**Text provided:**
Content starts

Since the author was imprisoned, we learn of many (so many!) death camps, work camps, prison camps, notably the massacres near Katyn Forest in 1940 where Stalin ordered the death of as many as 22,000 imprisoned Polish police, priests, landowners, government officials and intelligentsia. In fact the author is probably best-known for his account of his life in a Soviet gulag, A World Apart, published in 1951.
'the corpse was placed in a zinc casket tagged "fresh oysters"'
so gustaw herling reports of the death and funeral of chekhov in his 'the journal written at night' (excerpts of which have been translated and published as 'volcano and miracle' in honour of gustaw's new home in naples).
chekhov was a doctor he was used to base materiality, the dreadful comedy of things, the body of a general arrived at the moscow station at the same time as chehov's body - some of chekhov's mourners followed it to the cemetery by mistake.
'the sterility of diaries and memoirs comes from a mania for bookkeeping.'
- gustaw herling, 7th may 1973, maisons-lafitte.
gustaw discusses diaries (and collections of franz kafka's letters to felice bauer(or to milena jesenka). he tries to explain why he does not like cesare pavese's published diary 'il mestiere di vivere' (the business of life)
'in general I do not like diaries that are too personal. they almost always force the author to play the game in such a way that the future reader gradually, step by step, gets the upper hand. does this make me look all right? and this?... there is a part of man, as it should be, which no one, except for god, has the right to enter. paradoxically a good diary, or in any case one that is worth reading, is one in which the author only rarely pokes his antennae out of the shell- and then draws back at once...'
in august 1950 pavese had committed suicide. herling finds this gesture stronger and better composed even than his diary.
'... I assign diaries special status on the periphery of literature... this is not the case with pavese. his diary is literary in the most dangerous sense of the word: in the sense that he is bound to his 'persona', which is put on public view, and his life is dominated by literature...'
'late one evening early last december, soon after the earthquake...' - gustaw herling, may 1981
gustaw has been invited by one of his military friends to witness the relief operation by the italian military. in lucarna and irpinia - the epicentre was eboli (he says) at the gateway to the region - this was relatively untouched, but the village of tora alta has been entirely destroyed. the few standing structures were to be demolished and the ground sown with lime to dissolve the corpses that can not be safely dug out for fear of further collapses.

Content ends

Carry on the notes on Gustaw Herling's journal, starting right after their final sentence.

**Source information:**

Content starts

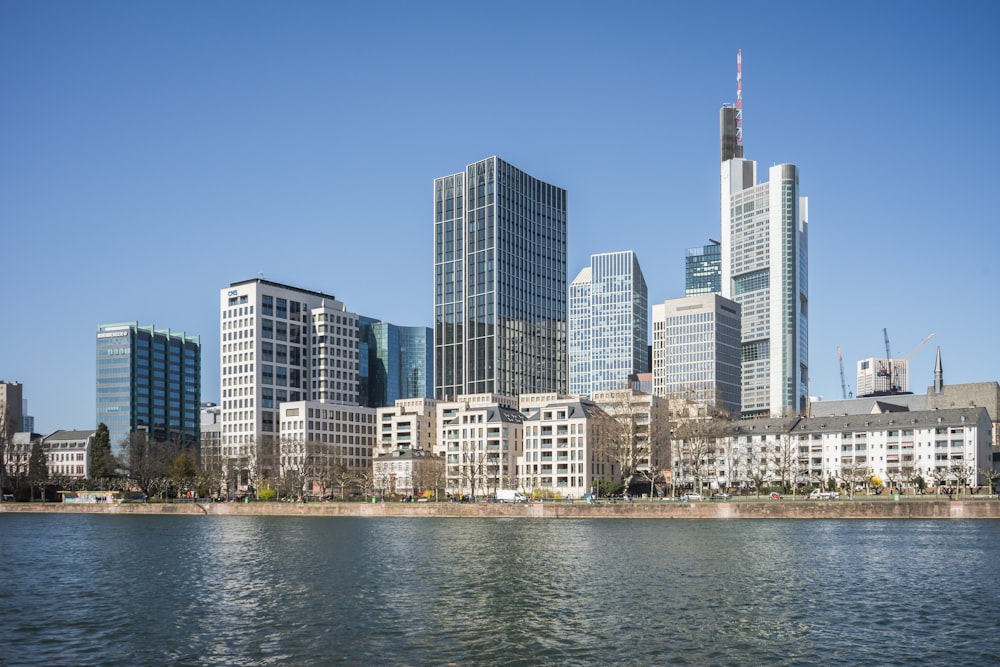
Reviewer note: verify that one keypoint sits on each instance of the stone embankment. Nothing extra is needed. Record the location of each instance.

Content ends
Content starts

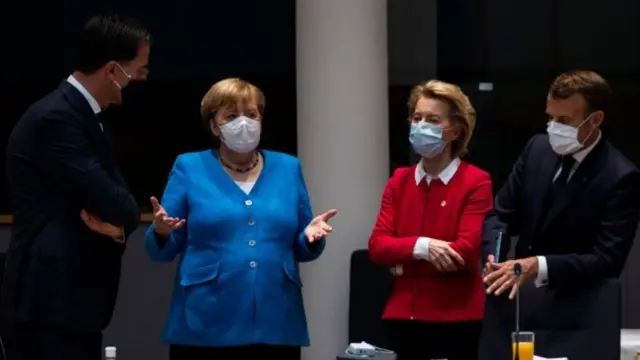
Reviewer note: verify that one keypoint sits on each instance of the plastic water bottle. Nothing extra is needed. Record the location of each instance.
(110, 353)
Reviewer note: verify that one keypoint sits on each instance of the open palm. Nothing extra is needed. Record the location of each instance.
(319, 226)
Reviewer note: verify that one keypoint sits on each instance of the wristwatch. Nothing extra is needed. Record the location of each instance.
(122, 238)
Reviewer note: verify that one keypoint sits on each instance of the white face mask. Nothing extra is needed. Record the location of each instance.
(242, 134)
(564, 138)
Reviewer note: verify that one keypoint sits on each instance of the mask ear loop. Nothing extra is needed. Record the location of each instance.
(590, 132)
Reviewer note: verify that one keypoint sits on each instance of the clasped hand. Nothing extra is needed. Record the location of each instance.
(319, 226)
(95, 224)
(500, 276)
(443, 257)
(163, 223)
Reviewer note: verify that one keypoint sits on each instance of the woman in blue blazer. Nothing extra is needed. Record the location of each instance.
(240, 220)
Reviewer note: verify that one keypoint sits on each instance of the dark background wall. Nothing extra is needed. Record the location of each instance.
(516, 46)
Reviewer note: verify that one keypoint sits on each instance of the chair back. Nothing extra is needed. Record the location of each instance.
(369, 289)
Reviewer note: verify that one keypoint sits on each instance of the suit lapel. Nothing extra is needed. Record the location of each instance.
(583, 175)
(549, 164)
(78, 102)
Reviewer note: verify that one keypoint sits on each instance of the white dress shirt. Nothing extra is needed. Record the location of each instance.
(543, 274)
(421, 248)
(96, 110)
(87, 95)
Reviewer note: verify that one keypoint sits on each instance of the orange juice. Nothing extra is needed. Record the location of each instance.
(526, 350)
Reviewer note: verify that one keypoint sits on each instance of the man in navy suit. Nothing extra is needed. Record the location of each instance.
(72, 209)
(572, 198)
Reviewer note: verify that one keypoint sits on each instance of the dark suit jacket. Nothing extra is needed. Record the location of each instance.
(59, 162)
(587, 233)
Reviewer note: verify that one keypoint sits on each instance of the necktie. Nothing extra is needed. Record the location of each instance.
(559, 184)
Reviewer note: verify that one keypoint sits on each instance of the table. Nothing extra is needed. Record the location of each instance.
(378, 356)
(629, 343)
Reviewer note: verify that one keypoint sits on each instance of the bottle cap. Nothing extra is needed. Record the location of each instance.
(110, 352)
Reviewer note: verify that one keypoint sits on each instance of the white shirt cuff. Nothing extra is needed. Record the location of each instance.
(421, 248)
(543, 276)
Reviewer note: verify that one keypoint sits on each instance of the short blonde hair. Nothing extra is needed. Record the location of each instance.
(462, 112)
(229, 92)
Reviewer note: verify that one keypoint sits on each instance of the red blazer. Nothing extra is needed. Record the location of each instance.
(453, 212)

Content ends
Content starts

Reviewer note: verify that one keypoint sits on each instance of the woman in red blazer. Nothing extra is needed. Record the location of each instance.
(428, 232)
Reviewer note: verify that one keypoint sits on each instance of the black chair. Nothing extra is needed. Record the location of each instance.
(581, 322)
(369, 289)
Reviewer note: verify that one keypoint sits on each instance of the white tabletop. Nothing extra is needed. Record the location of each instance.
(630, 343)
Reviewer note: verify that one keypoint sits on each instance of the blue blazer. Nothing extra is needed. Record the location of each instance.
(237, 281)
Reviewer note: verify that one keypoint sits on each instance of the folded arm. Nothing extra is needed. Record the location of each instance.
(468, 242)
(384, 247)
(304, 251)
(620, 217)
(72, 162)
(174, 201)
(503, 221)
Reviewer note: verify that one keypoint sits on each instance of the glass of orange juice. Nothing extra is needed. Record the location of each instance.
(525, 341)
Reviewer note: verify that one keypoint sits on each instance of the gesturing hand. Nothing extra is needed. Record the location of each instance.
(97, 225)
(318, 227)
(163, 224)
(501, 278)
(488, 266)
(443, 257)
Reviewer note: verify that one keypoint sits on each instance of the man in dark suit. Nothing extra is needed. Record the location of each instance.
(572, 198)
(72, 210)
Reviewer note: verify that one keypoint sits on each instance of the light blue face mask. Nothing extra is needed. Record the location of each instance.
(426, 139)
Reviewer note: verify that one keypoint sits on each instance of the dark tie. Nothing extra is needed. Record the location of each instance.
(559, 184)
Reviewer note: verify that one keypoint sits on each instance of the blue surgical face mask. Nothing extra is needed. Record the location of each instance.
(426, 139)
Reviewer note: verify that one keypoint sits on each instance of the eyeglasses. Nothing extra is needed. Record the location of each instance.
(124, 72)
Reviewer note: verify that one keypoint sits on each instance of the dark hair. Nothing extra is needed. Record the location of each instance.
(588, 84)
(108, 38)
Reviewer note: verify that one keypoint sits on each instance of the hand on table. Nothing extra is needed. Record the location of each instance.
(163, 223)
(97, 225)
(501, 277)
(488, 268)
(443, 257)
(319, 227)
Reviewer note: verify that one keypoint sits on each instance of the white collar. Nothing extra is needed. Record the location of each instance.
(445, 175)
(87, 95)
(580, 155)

Content ends

**Your response:**
'handwritten leaflets appeared here and there discussing un evento escatologico... the precise details were to be found in the bible, and it had to be 'prepared for with unceasing prayer'. the area was swarming with magicians, palmists, fortune-tellers, and preachers...the shepherds of sottomonte fled with their sheep to the snow-covered heights, straight into a trap they took for a promise of salvation. 'the whole world won't perish... god would not allow it'.'
after experiencing the earthquake in naples gustaw had taken to staying up all night, he was not sleeping, spending his nights sitting up reading crime and punishment. the opportunity to go and see instead was a relief. they drive up into the mountains largely in silence 'people do not realize how insidiously, in certain circumstances, they can be infected by the rhetorical.'
and yet he is a writer. this is (often) precisely his job.
when he gets there he promptly comes down with a fever. he is soon sent home. he is no longer a young man. he sees the ruins. the sees the villagers return to stare at the ruins of their town.
his military friend finds himself attempting to teach the dead-eyed village children to keep them from going back to look - he reads them fables and fairy stories, in a corner they reconstruct a nativity scene with the damaged and dusty materials that come to hand.
it is the notion that 'the whole world won't perish... god would not allow it' that gustaw criticizes.